═════ DATASET CONTENT ═════

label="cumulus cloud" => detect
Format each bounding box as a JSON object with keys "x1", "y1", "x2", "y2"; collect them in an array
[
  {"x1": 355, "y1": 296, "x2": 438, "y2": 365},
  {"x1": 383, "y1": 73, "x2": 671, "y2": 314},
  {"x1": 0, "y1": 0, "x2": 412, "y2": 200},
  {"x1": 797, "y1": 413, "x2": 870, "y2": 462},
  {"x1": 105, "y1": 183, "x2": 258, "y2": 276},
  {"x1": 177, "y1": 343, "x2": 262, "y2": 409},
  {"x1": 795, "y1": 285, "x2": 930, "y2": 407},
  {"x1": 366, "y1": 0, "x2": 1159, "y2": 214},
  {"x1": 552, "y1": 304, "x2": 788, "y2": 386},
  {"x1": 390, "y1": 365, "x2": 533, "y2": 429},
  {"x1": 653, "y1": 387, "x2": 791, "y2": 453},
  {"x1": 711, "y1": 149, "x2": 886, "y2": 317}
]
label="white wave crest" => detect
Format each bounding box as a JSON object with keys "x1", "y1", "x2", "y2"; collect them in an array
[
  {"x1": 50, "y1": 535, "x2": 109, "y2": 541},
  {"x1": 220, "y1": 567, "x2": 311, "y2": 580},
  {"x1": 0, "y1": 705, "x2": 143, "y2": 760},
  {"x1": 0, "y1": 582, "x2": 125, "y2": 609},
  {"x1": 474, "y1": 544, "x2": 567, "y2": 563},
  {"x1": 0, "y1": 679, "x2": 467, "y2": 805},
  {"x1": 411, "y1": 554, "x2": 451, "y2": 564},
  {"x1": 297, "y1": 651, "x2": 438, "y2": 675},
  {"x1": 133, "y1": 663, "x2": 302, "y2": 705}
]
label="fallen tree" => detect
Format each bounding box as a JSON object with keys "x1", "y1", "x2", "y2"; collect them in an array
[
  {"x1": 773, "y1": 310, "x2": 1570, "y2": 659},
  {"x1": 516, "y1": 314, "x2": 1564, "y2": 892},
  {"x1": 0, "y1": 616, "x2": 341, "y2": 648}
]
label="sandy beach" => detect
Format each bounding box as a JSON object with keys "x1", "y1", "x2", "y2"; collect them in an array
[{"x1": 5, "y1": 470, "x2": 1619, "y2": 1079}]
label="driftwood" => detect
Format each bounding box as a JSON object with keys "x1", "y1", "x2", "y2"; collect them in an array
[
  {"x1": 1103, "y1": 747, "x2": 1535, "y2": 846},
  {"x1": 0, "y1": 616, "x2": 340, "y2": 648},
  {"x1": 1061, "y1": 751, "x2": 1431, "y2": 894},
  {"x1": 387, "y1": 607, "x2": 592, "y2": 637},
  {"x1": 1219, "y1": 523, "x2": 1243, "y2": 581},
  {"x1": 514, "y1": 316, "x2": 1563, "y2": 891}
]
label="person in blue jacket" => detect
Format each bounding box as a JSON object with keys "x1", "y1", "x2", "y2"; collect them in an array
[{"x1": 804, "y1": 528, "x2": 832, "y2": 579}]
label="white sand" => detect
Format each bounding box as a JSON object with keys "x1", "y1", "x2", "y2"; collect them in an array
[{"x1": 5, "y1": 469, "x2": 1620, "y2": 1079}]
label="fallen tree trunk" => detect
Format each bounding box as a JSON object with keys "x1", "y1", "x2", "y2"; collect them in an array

═════

All lines of the records above that contain the word "tree" are to be copied out.

label="fallen tree" => detect
label="fallen tree trunk" => detect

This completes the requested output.